What you need to do :: What you return must be every line below that includes the word "target".

BEGIN Data provided

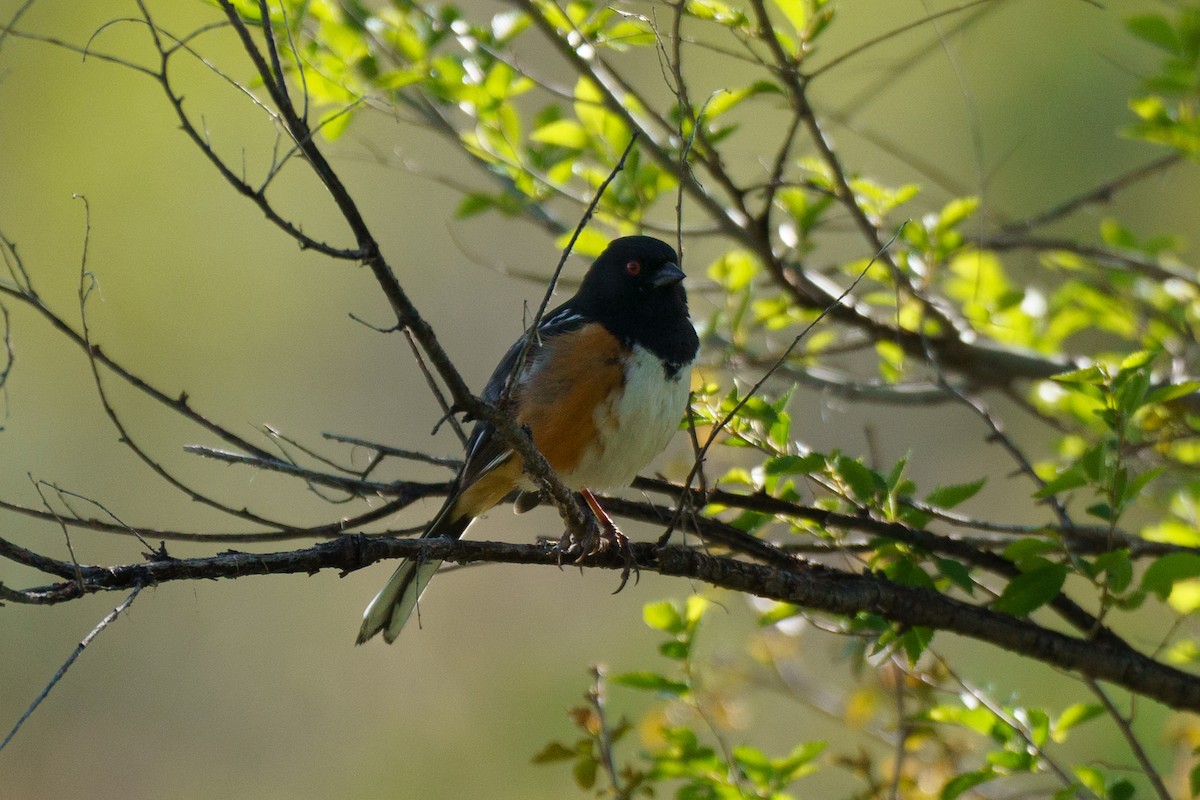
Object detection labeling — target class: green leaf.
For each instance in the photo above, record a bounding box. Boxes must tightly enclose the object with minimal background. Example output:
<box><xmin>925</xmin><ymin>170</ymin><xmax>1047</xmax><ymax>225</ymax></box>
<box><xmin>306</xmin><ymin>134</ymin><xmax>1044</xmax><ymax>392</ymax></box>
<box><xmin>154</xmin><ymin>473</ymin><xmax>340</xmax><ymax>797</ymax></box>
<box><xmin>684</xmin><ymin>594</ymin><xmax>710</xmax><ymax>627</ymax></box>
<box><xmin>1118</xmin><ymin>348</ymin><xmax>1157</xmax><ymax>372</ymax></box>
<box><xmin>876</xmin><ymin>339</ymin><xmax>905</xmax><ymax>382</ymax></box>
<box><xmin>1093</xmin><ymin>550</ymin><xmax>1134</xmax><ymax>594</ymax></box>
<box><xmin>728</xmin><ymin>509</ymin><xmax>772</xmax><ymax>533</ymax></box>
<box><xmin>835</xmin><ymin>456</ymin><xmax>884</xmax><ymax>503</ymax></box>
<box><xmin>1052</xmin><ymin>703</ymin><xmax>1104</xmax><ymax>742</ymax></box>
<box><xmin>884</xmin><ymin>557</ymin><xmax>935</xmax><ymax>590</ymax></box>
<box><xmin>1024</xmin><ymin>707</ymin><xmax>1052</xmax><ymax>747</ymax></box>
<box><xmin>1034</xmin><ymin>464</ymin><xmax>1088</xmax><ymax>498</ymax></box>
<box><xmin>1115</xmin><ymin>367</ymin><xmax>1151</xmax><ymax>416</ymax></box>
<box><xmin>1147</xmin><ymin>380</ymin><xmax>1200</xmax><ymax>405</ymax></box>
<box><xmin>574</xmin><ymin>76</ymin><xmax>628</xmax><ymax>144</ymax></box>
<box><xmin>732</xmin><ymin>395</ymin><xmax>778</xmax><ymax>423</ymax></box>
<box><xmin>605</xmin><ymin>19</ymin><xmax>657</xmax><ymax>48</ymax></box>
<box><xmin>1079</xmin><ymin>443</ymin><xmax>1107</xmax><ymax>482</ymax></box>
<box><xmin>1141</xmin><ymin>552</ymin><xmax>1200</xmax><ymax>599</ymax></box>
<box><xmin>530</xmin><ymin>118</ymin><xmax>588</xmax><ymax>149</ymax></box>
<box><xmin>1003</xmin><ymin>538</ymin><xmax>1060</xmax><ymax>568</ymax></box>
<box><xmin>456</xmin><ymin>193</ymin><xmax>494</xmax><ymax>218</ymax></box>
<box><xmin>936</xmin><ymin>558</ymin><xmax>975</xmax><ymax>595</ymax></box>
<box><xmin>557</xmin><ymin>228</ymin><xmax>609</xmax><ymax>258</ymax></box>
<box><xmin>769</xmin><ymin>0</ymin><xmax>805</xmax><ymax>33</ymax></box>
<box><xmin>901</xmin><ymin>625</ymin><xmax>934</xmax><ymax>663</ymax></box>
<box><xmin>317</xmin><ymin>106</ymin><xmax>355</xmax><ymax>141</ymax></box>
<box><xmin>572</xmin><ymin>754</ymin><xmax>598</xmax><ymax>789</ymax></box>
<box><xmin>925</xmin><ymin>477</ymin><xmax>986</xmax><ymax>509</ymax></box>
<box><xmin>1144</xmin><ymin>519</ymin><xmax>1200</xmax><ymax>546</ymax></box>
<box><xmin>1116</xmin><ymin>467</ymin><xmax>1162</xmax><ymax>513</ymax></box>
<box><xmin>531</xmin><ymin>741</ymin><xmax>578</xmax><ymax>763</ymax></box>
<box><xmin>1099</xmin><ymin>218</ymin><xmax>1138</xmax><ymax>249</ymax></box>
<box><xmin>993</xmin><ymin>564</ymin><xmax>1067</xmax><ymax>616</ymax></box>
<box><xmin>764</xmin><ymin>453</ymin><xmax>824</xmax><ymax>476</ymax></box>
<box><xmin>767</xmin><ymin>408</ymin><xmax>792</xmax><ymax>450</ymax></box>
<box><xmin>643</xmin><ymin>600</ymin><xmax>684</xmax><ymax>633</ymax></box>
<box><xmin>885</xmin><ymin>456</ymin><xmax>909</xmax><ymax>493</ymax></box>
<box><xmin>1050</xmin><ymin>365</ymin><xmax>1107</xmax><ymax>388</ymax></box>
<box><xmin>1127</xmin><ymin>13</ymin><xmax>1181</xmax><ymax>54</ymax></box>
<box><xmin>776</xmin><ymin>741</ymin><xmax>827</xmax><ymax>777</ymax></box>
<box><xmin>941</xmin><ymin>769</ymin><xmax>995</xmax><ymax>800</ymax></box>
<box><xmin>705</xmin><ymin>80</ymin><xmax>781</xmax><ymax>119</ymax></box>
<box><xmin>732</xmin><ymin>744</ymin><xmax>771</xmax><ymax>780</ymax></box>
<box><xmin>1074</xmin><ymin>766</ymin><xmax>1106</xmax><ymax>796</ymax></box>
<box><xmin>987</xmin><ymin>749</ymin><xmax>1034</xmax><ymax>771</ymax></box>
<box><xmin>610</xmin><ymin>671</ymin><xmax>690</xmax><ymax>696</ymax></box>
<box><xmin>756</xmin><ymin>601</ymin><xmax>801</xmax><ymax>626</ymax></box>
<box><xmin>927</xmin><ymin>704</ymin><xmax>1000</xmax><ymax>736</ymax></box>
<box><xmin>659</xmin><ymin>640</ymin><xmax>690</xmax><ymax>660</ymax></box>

END Data provided
BEGIN Data provided

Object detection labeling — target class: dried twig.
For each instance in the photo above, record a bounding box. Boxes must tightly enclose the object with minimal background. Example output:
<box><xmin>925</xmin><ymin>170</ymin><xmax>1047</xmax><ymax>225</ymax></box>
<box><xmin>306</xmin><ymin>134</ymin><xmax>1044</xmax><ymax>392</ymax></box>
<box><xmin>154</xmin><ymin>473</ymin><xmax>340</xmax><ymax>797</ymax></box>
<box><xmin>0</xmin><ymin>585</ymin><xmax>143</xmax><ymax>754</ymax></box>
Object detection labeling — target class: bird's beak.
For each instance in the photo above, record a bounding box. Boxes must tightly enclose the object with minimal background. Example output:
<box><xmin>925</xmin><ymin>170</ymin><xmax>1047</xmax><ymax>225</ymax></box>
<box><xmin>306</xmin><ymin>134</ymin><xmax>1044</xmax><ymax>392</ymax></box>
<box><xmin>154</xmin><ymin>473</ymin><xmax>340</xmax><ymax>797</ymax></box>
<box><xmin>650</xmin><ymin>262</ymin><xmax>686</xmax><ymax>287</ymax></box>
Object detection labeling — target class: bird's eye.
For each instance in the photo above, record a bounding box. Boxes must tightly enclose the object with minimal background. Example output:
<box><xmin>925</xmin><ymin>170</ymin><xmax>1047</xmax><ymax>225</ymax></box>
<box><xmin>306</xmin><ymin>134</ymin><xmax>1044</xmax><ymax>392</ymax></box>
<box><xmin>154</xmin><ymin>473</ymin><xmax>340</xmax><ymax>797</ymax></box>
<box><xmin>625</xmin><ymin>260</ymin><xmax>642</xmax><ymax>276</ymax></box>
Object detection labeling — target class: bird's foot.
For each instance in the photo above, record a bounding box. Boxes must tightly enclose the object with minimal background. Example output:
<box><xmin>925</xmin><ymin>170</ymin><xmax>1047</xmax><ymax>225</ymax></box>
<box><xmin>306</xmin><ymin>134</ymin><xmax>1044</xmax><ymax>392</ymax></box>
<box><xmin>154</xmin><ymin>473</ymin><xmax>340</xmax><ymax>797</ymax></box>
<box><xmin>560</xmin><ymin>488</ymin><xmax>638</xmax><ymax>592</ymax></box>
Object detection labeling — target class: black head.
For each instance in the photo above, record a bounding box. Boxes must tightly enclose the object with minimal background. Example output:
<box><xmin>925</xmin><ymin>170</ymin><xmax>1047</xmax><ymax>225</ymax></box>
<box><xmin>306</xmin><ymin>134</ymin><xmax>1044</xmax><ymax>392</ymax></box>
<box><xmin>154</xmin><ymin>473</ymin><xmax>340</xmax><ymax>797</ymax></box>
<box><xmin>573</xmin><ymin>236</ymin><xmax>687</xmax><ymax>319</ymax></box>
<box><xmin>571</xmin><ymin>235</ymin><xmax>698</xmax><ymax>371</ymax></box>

END Data provided

Solution for this task ::
Object detection labeling — target class: green leaf.
Object detection labeling — target class: dried twig.
Object detection labeling — target class: bird's beak.
Object detection labeling — target class: bird's eye.
Object detection labeling — target class: bird's foot.
Object detection labeling — target class: black head.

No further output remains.